[start of Provided records]

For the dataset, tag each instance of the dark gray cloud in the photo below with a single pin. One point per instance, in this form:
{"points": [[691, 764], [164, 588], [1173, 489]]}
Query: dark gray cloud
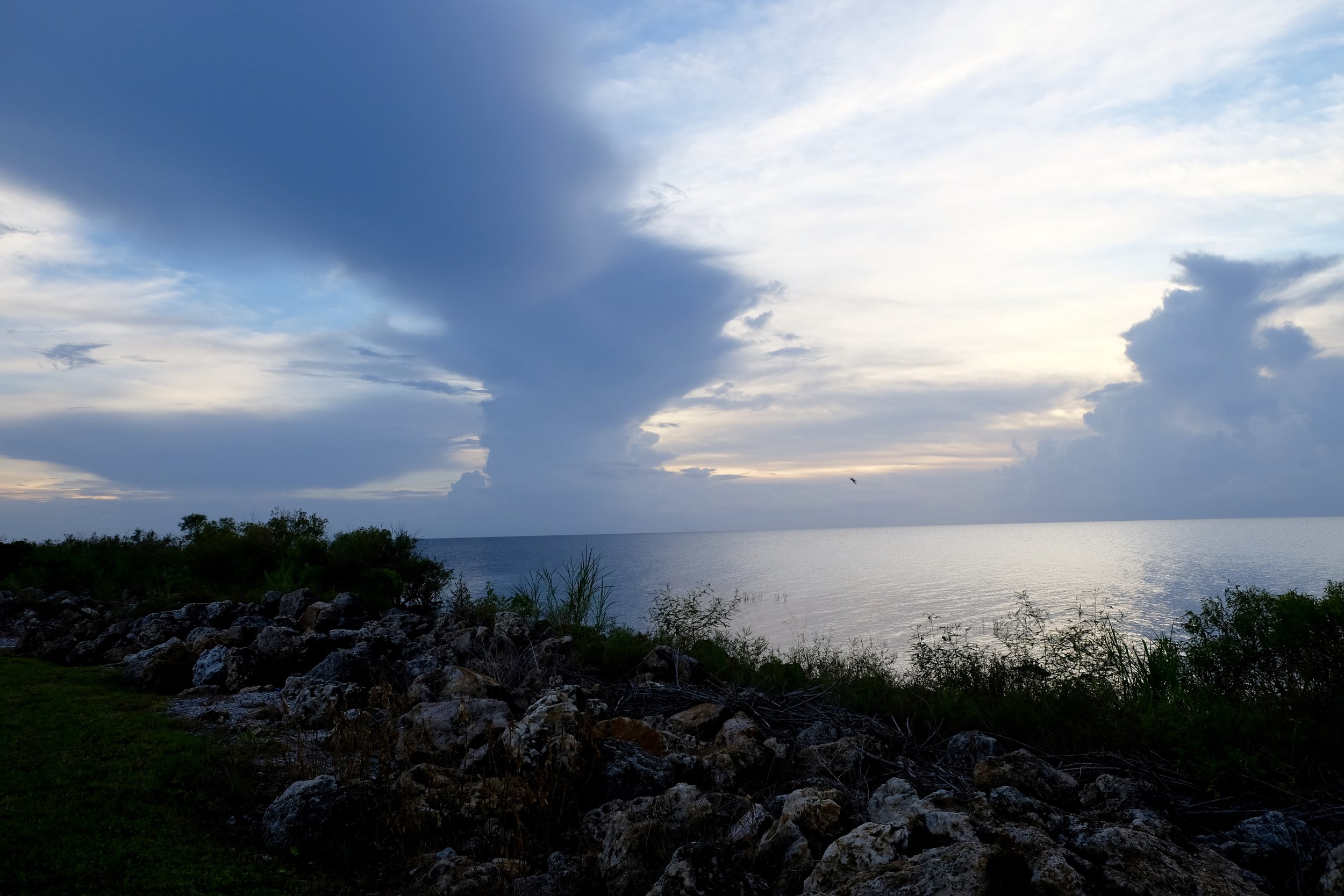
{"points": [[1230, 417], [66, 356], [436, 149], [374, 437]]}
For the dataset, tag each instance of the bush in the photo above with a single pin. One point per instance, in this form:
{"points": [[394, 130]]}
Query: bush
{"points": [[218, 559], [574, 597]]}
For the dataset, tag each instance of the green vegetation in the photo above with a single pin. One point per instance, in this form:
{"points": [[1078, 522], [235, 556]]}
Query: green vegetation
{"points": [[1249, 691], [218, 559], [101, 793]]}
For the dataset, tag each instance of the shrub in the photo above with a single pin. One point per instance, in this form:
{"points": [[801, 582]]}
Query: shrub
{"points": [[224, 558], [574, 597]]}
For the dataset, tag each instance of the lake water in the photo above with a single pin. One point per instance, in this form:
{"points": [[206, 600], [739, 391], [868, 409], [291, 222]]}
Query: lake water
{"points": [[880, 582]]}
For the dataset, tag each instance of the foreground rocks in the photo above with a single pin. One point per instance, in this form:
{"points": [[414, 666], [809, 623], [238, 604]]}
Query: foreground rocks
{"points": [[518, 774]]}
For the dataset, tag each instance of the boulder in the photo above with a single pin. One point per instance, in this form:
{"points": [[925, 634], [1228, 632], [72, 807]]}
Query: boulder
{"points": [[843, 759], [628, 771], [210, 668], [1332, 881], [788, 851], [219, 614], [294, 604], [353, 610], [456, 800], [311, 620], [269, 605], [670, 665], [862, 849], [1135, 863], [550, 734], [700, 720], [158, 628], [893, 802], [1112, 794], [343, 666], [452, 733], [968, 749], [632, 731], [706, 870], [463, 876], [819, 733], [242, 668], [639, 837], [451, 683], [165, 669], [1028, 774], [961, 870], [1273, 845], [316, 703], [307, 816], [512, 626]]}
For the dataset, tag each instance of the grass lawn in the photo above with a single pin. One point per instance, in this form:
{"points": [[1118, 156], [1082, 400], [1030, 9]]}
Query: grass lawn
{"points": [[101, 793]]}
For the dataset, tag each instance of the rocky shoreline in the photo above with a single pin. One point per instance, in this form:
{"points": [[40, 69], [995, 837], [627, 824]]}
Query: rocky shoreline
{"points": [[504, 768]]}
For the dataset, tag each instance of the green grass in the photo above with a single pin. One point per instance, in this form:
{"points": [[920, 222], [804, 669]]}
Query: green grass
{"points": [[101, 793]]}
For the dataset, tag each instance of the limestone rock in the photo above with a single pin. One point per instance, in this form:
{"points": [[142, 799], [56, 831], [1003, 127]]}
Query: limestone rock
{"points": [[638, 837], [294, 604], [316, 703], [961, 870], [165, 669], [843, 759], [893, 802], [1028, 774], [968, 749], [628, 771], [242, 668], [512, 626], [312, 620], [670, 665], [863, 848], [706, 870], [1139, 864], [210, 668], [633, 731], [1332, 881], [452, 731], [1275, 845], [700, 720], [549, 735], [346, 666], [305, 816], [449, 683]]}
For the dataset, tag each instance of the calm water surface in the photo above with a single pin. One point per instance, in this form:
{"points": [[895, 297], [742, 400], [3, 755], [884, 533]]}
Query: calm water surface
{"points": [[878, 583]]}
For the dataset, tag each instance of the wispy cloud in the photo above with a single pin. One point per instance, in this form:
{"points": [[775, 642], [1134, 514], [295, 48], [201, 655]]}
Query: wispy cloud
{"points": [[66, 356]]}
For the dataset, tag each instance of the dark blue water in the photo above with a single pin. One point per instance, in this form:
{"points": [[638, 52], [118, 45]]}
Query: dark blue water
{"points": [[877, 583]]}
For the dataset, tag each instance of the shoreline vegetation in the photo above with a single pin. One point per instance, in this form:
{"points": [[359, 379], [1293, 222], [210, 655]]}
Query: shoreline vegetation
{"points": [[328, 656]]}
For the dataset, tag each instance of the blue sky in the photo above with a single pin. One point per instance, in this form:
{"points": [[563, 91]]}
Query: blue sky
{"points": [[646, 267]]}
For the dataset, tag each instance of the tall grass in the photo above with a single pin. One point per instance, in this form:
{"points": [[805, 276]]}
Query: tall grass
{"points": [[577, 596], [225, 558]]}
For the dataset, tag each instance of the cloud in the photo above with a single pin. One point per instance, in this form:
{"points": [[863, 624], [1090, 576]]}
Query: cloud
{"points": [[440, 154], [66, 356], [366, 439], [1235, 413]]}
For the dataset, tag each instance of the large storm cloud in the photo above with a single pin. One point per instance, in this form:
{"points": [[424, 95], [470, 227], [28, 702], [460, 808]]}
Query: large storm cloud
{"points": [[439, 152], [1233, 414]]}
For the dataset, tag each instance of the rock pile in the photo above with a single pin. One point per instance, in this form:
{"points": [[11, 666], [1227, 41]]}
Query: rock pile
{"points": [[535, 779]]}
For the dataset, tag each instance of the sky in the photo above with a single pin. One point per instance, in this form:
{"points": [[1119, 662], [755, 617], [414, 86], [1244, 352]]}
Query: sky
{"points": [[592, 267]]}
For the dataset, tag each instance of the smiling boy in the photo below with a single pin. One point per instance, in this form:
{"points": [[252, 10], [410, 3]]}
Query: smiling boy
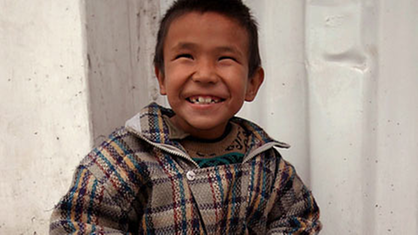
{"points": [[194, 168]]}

[end of Provided records]

Reproduce all of the records above with every occurrence of "single pin" renamed to "single marker" and nothing else altered. Leave the pictures out of your answer.

For the dataset, tag each instance of the dark gray cloud in the photo below with a single marker. One point per instance, in this form:
{"points": [[691, 764], [164, 588], [1173, 489]]}
Query: dark gray cloud
{"points": [[1230, 417], [66, 356], [436, 149], [374, 437]]}
For the dataset, tag each instance of the bush in the photo above with a single marker. One point per instance, in this form:
{"points": [[394, 130]]}
Query: bush
{"points": [[218, 559], [574, 597]]}
For the dataset, tag each instance of the green vegetation in the photo above with a single marker. One point per instance, in this form:
{"points": [[1078, 522], [235, 556]]}
Query: green vegetation
{"points": [[1249, 691], [218, 559], [101, 793]]}
For the dataset, tag each instance of the shrub in the photo above with a single marker. One point per instance, in this form:
{"points": [[801, 582]]}
Query: shrub
{"points": [[224, 558], [574, 597]]}
For the dataset, tag each instance of the lake water in the photo above with a single marker. One point per instance, in this form:
{"points": [[206, 600], [739, 391], [868, 409], [291, 222]]}
Query: lake water
{"points": [[880, 582]]}
For the dataset, tag each instance of the foreground rocks in the photo above with a single marker. One point per instance, in this form:
{"points": [[414, 666], [809, 623], [238, 604]]}
Query: foreground rocks
{"points": [[518, 774]]}
For the dataset, tag each instance of the boulder in the photo above with a single marker. One point per instance, in this form:
{"points": [[925, 634], [1228, 632], [72, 807]]}
Query: boulder
{"points": [[843, 759], [628, 771], [210, 668], [1332, 881], [788, 851], [219, 614], [294, 604], [353, 610], [456, 800], [311, 620], [269, 605], [670, 665], [862, 849], [1135, 863], [550, 734], [700, 720], [158, 628], [893, 802], [1112, 794], [343, 666], [452, 733], [968, 749], [632, 731], [706, 870], [463, 876], [819, 733], [242, 668], [639, 837], [451, 683], [165, 669], [1028, 774], [961, 870], [1273, 845], [316, 703], [307, 816], [512, 626]]}
For the dataset, tag each instance of the grass lawn in the photo above with a single marker. One point per instance, in this form:
{"points": [[1118, 156], [1082, 400], [1030, 9]]}
Query: grass lawn
{"points": [[101, 793]]}
For the dataset, tag each instance of the rocky shoreline in the photo above with a single marker. One point per instance, in this form:
{"points": [[40, 69], [995, 837], [627, 824]]}
Query: rocky shoreline
{"points": [[504, 768]]}
For the dataset, tag each instance of the green grass in the photo above with a single marker. One point per instance, in this form:
{"points": [[920, 222], [804, 669]]}
Query: green grass
{"points": [[101, 793]]}
For the dataset, tag each instance of the limestone rock in the photo above with a single marker. One point per instance, in this form:
{"points": [[142, 799], [56, 831], [1003, 127]]}
Query: limestone rock
{"points": [[638, 837], [294, 604], [316, 703], [961, 870], [165, 669], [843, 759], [893, 802], [1028, 774], [968, 749], [628, 771], [242, 668], [512, 626], [312, 620], [670, 665], [863, 848], [706, 870], [1139, 864], [210, 668], [633, 731], [1332, 881], [452, 731], [1275, 845], [700, 720], [549, 735], [346, 666], [305, 816], [449, 683]]}
For the dataset, tag each instance of the calm water surface in the photo above with a single marker. One point per instance, in this form:
{"points": [[895, 297], [742, 400], [3, 755], [884, 533]]}
Query: calm water surface
{"points": [[878, 583]]}
For the dataset, tag each instance of the wispy cloud in the photo above with a single marker. One point per instance, in this form:
{"points": [[775, 642], [1134, 514], [295, 48], [201, 655]]}
Query: wispy cloud
{"points": [[66, 356]]}
For the dataset, tag each instance of the dark blue water in the photo above with a single marker. One point per instance, in this form:
{"points": [[638, 52], [118, 45]]}
Query: dark blue water
{"points": [[877, 583]]}
For the dataset, tag each instance of the shoreline vegetation in the photo above with a single marker. One point per instance, in this form:
{"points": [[359, 379], [1293, 222], [210, 655]]}
Query: shoreline vegetation
{"points": [[328, 656]]}
For the dataset, tag each instance of the blue sky in the photo above with a single marker. One point per instance, in this form:
{"points": [[563, 91]]}
Query: blue sky
{"points": [[646, 267]]}
For the dataset, tag each instance of the tall grass in the photo above with a single marker. One point per instance, in this form:
{"points": [[805, 276]]}
Query: tall grass
{"points": [[577, 596], [225, 558]]}
For the dataset, tag each instance of the cloud in the photo above with a single marker. One point per instance, in this form:
{"points": [[863, 624], [1090, 576]]}
Query: cloud
{"points": [[440, 154], [66, 356], [366, 439], [1235, 413]]}
For the dataset, tag each instance of the large storm cloud in the photo above with a single marker. One point per instance, in this form:
{"points": [[424, 95], [470, 227], [28, 702], [460, 808]]}
Query: large storm cloud
{"points": [[439, 152], [1233, 414]]}
For the dataset, tag each instance of the rock pile in the photo above with a single marker. One point per instance, in this form:
{"points": [[11, 666], [1227, 41]]}
Query: rock pile
{"points": [[535, 779]]}
For the dataset, tag each instance of the sky in the photo above with a single marker. One point per instance, in this form:
{"points": [[1119, 662], [755, 617], [414, 86], [1244, 352]]}
Query: sky
{"points": [[592, 267]]}
For the dataset, tag each instance of the smiling boy in the photo below with a single marker. One point per instance, in this form:
{"points": [[252, 10], [410, 3]]}
Query: smiling boy
{"points": [[194, 168]]}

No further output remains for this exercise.